— start —
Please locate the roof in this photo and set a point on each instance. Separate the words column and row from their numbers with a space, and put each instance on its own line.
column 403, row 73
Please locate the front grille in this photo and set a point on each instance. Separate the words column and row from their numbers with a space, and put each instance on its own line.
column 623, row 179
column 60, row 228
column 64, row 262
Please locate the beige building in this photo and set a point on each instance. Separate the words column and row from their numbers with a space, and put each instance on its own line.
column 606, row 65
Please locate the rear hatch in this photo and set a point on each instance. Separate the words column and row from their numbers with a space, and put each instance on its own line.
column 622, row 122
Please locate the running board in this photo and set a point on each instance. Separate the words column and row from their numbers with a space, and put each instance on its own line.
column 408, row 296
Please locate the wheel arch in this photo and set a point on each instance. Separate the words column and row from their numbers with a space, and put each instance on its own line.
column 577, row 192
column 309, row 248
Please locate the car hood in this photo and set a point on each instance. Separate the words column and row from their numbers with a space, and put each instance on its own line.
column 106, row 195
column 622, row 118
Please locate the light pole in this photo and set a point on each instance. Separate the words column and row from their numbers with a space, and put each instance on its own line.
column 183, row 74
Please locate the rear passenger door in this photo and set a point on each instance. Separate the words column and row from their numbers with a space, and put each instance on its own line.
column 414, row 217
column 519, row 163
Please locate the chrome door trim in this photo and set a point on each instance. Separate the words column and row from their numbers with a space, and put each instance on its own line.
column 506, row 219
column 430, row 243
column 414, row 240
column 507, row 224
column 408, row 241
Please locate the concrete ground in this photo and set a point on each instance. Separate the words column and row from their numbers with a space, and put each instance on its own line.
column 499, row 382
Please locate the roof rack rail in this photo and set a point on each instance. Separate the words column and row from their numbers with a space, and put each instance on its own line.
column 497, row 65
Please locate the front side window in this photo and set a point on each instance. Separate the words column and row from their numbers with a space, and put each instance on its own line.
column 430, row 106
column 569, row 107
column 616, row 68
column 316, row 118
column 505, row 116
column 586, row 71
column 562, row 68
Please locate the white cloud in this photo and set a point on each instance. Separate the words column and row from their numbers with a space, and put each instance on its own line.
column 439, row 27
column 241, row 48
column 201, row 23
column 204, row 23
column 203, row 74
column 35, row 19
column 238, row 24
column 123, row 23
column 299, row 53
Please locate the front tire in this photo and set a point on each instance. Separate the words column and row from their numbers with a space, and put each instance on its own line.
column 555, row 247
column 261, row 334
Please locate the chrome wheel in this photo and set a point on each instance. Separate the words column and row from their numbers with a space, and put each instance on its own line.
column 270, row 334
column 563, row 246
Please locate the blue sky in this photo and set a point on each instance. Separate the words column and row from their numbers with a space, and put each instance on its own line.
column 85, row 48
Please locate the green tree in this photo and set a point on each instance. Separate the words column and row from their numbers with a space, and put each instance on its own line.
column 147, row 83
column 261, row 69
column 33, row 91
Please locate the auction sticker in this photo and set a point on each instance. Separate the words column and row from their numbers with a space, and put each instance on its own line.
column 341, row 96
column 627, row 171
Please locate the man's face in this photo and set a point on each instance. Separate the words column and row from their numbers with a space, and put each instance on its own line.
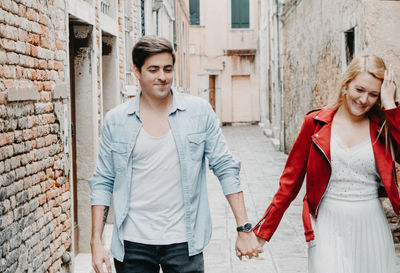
— end —
Can you give all of the material above as a numbered list, leaving out any blank lines? Keep the pictures out of your answer.

• SOLUTION TO THE EXERCISE:
1. Please locate the roof in this photo and set a point on each instance. Separate the words column and row from their numbers with a space, and put each instance on its own line.
2. column 403, row 73
3. Please locate the front grille in this photo and set a point on each instance. Separate the words column and row from their numbers with a space, and put each instance on its own line.
4. column 623, row 179
5. column 60, row 228
6. column 64, row 262
7. Please locate the beige building in this photo and set a point on each instance. Separate the words column and row from their numbers with a space, and put each instance on its own line.
8. column 606, row 65
9. Please locate the rear hatch in this photo and set a point on each instance. Separate the words column and row from their numbers with a space, and put each instance on its own line.
10. column 622, row 122
11. Please locate the running board in this photo and set a point on each instance. Separate the words column and row from their numbers with a space, and put each instance on its own line.
12. column 408, row 296
13. Please locate the wheel arch in this photo and set a point on each instance. Separate the words column and row from their numbers with a space, and put each instance on its own line.
14. column 577, row 192
15. column 309, row 248
16. Please locate the car hood in this photo and set a point on each instance. Separate the words column and row from their numbers with a space, and put each instance on its own line.
17. column 106, row 195
18. column 622, row 118
19. Please locate the light pole in this photo and set a point on each instance. Separate the words column and row from their numbers with a space, and put each instance on its own line.
20. column 183, row 74
21. Please locate the rear passenger door in this photo and set a point on each instance. Separate the words column and row from their numbers with a space, and put each instance on its own line.
22. column 414, row 217
23. column 519, row 163
24. Please locate the chrome door trim in this photo and set a point on each instance. Separate the words column and row from their numbers with a space, and put each instance on its own line.
25. column 506, row 219
26. column 430, row 243
27. column 414, row 240
28. column 507, row 224
29. column 408, row 241
30. Please locate the concrete ground in this photo and set a point on each instance. Separate the words column and row from their numbers with a space, and put each instance on its own line.
31. column 499, row 382
32. Please locate the roof rack rail in this photo and set a point on each instance. Separate the words column and row from their numbers with a space, and put each instance on its own line.
33. column 497, row 65
34. Please locate the front side window in this photo and set a point on each instance. Separate the words column and row from their numbers with a space, and put each instance on its own line.
35. column 430, row 106
36. column 569, row 107
37. column 616, row 68
38. column 316, row 118
39. column 505, row 116
40. column 586, row 71
41. column 562, row 68
42. Please locate the white cloud in this photo and set a point on each instance. Separate the words column and row from their numbers with a space, and put each instance on its own line.
43. column 439, row 27
44. column 241, row 48
45. column 201, row 23
46. column 204, row 23
47. column 203, row 74
48. column 35, row 19
49. column 238, row 24
50. column 123, row 23
51. column 299, row 53
52. Please locate the front tire in this photo and set a point on each instance. Separate the words column and row from their numbers with a space, and put each instance on its own line.
53. column 555, row 247
54. column 261, row 334
55. Please locate the chrome wheel in this photo and set a point on each instance. Separate the words column and row from their numbers with a space, and put each instance on its own line.
56. column 270, row 334
57. column 563, row 246
58. Please locate the blue sky in this photo and set a point on each instance. Separate the words column and row from their numbers with a space, and put each instance on its own line.
59. column 85, row 48
60. Please locate the green tree in this photo and set a point on each instance. Separate the words column and row from their numbers with a space, and put each instance on its own line.
61. column 147, row 83
62. column 261, row 69
63. column 33, row 91
64. Please locate the auction sticker in this photo and set a point on each instance. Separate the words column and row from their numbers with a space, and put each instance on its own line.
65. column 341, row 96
66. column 627, row 171
67. Please locate the man's face in this photo and set a point on each instance. Separate the words column and row from their numbers with a space, and put each instance on its own line.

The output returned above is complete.